**What the task asks**
Quote the material below word for word, from the first line to the last, and leave out the pictures.

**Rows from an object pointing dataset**

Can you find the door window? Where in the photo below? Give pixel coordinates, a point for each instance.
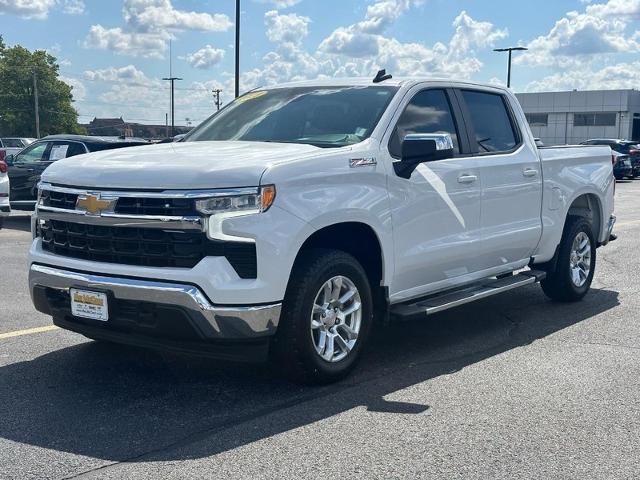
(492, 124)
(12, 143)
(428, 111)
(60, 150)
(32, 154)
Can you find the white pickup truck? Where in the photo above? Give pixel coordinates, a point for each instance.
(285, 225)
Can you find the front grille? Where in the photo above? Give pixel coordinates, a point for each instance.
(147, 247)
(51, 198)
(179, 207)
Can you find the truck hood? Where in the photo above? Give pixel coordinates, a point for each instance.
(189, 165)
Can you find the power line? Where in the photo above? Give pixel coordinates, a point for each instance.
(216, 101)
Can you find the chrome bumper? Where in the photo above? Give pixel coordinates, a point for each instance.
(215, 322)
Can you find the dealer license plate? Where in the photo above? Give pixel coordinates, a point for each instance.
(88, 304)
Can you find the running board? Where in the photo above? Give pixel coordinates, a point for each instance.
(450, 299)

**Complete output**
Can you find the door window? Where in the photo below? Give pixel coordinates, a point for each instance.
(492, 124)
(12, 143)
(428, 111)
(60, 150)
(32, 154)
Can you find the white pickup truck? Where in the photo above? Give pixel coordinates, a point for each instance.
(285, 225)
Can you find the front grille? Where in the photo above? Give pixel coordinates, a point for each instance.
(147, 247)
(51, 198)
(179, 207)
Can you find the truck hood? Where in the photo above? Give pixel coordinates, a point for each instance.
(189, 165)
Can you find the power line? Where in the photo above? Give pixel coordinates, a point for each instance.
(216, 101)
Can you find the chrome bumper? Where in the photo above? Give pixel coordinates, a point for each instance.
(215, 322)
Can you find the dealer license plate? Where in the photo above? Give pixel coordinates, a point for each instance.
(88, 304)
Can you find the running board? Where in the photo above? Give pixel coordinates, a point for each instance.
(450, 299)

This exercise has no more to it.